◆ **Dokument**:
%%

Ich denke, man hat in der Lichttechnik lange gut gelebt mit den Weisheiten der Altvorderen und musste kein Hirnschmalz neu hinzutun. Man konnte damit sogar Professor werden und ein ganzes Professorenleben abschließen, so etwa mit der Vorstellung, dass Menschen im Büro Sehleistung benötigten. Und dass, auch wenn der Chef in seiner Jugend nachgewiesen hatte, dass mit Sehleistung kein Blumentopf zu gewinnen war. Und man durfte Leute, die von einer Anpassung an den Menschen sprachen, in die Nähe des Irreseins rücken.
Mal sehen, wie sich das Human Centric Ligth in diesem Milieu entwickelt. Aufblühen wie ein Hibiskus auf den Spitzbergen?
Wie gesund darf Licht sein? Weiß man nicht! Dass Licht etwas mit Gesundheit zu tun hätte, glaubte man uns nicht, als wir vor genau 25 Jahren unseren Forschungsbericht "Licht und Gesundheit" veröffentlichten. Aber offensichtlich sehen manche Leute es so, dass unser genormtes Licht in Arbeitsstätten ungesund sein muss. Ansonsten hätten sie keinen Antrag gestellt, gesünderes Licht planen zu wollen. Der Antrag ging an CEN, die europäische Normungsorganisation, und sollte die Revision ihrer Norm EN 12464-1 bewirken. Die beschreibt, wie Arbeitsstätten und Arbeitsplätze in Europa beleuchtet werden sollen.
Einige feinsinnige Herrschaften haben aber einen triftigen Einwand gegen das beantragte Vorgehen: Wenn nämlich etwas die Gesundheit und Sicherheit des Menschen angeht, darf CEN keine Norm dazu machen. Logisch? Unlogisch? Legal? Illegal? Nur nicht sch...egal. Legal vorgehen heißt: Nur der Staat darf Grenzwerte festlegen, wenn eine Sache den Menschen betrifft. Wie viel Asbest darf ich schlucken? Das legt der Staat so fest: Die EU sagt, kein Bürger eines Mitgliedsstaates darf gesundheitsgefährdende Mengen an Asbest schlucken. Also lieb Deutschland, schreib bitte vor, wie viel Asbest in der Luft vorkommen darf. Deutschland sagt, danke liebe EU, und grübelt eine Weile. Und schreibt (meistens) eine Verordnung oder gar ein ausgewachsenes Gesetz darüber, wie viele Fasern Asbest man spalten darf, ohne dass die Luft gefährlich wird. Dann schreibt sie an die liebe EU, ihrem Willen sei genüge getan worden. Und die gibt vorerst Ruh´.

%%

Einträge zur Segmentierungsbeschriftung:
%%

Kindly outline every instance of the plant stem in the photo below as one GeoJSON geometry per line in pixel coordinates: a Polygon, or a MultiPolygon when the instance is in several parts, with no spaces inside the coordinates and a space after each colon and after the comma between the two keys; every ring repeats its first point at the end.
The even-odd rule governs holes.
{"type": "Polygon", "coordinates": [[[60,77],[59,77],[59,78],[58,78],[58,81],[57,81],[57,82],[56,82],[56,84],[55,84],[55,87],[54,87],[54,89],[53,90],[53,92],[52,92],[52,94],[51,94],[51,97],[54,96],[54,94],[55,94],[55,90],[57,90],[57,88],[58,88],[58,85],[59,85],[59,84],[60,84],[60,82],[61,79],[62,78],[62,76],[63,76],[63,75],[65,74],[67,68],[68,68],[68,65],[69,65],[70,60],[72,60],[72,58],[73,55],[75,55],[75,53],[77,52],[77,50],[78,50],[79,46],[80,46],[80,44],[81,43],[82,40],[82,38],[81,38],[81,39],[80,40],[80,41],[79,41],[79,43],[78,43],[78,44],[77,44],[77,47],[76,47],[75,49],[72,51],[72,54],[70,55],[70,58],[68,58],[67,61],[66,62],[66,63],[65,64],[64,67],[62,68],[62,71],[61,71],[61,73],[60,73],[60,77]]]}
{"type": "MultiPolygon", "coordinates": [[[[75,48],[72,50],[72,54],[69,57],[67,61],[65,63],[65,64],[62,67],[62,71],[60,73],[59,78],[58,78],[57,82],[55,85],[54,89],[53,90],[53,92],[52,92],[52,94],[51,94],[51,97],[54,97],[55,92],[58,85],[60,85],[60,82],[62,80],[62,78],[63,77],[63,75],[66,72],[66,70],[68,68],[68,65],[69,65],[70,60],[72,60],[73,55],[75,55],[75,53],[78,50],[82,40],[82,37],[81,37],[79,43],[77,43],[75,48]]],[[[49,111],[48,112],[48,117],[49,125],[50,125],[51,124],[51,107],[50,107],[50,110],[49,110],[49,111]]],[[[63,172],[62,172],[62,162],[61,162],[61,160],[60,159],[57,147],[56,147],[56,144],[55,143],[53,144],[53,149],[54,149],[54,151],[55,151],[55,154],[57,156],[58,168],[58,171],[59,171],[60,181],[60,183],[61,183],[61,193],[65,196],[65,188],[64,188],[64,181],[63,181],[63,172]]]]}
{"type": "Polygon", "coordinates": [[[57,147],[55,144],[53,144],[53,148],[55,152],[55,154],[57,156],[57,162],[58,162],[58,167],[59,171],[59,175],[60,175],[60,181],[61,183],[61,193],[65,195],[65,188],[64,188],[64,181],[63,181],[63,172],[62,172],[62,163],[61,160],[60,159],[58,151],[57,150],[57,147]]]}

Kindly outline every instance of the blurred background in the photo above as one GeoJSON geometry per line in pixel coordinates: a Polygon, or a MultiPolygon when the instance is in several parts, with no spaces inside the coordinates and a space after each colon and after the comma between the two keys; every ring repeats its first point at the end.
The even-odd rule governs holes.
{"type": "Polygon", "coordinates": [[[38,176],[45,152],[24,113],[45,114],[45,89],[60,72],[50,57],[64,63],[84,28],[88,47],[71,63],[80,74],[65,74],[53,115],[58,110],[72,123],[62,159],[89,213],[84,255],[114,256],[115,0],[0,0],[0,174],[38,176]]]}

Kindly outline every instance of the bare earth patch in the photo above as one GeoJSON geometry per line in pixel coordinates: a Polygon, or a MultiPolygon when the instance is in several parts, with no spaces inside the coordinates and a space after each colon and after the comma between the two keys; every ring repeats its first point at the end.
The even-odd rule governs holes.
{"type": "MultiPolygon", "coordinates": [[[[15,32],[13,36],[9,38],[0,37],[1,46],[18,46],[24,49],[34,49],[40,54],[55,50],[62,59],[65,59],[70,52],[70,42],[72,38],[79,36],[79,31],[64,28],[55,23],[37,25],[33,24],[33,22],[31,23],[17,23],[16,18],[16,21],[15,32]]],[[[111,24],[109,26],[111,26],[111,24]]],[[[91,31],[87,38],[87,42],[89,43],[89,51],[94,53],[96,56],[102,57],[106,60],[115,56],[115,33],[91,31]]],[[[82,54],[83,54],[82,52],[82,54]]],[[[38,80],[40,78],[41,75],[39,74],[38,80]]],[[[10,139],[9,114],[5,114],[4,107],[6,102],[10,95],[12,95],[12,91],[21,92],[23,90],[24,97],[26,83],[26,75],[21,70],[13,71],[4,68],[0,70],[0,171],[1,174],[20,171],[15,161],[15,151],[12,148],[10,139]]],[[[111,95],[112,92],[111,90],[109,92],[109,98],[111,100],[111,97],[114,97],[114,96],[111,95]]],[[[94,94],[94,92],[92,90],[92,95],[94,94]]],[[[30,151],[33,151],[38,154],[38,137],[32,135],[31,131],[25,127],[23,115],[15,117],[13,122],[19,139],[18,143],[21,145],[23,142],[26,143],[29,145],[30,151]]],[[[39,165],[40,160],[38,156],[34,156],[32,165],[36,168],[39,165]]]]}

%%

Überarbeite den Abschnitt des Textes über die Lichttechnik von „Mal sehen, wie“ bis einschließlich „beleuchtet werden sollen.“, indem du „Forschungsbericht“ durch „Abschlussbericht“ ersetzt. Gib den Abschnitt danach vollständig wieder.

Mal sehen, wie sich das Human Centric Ligth in diesem Milieu entwickelt. Aufblühen wie ein Hibiskus auf den Spitzbergen?
Wie gesund darf Licht sein? Weiß man nicht! Dass Licht etwas mit Gesundheit zu tun hätte, glaubte man uns nicht, als wir vor genau 25 Jahren unseren Abschlussbericht "Licht und Gesundheit" veröffentlichten. Aber offensichtlich sehen manche Leute es so, dass unser genormtes Licht in Arbeitsstätten ungesund sein muss. Ansonsten hätten sie keinen Antrag gestellt, gesünderes Licht planen zu wollen. Der Antrag ging an CEN, die europäische Normungsorganisation, und sollte die Revision ihrer Norm EN 12464-1 bewirken. Die beschreibt, wie Arbeitsstätten und Arbeitsplätze in Europa beleuchtet werden sollen.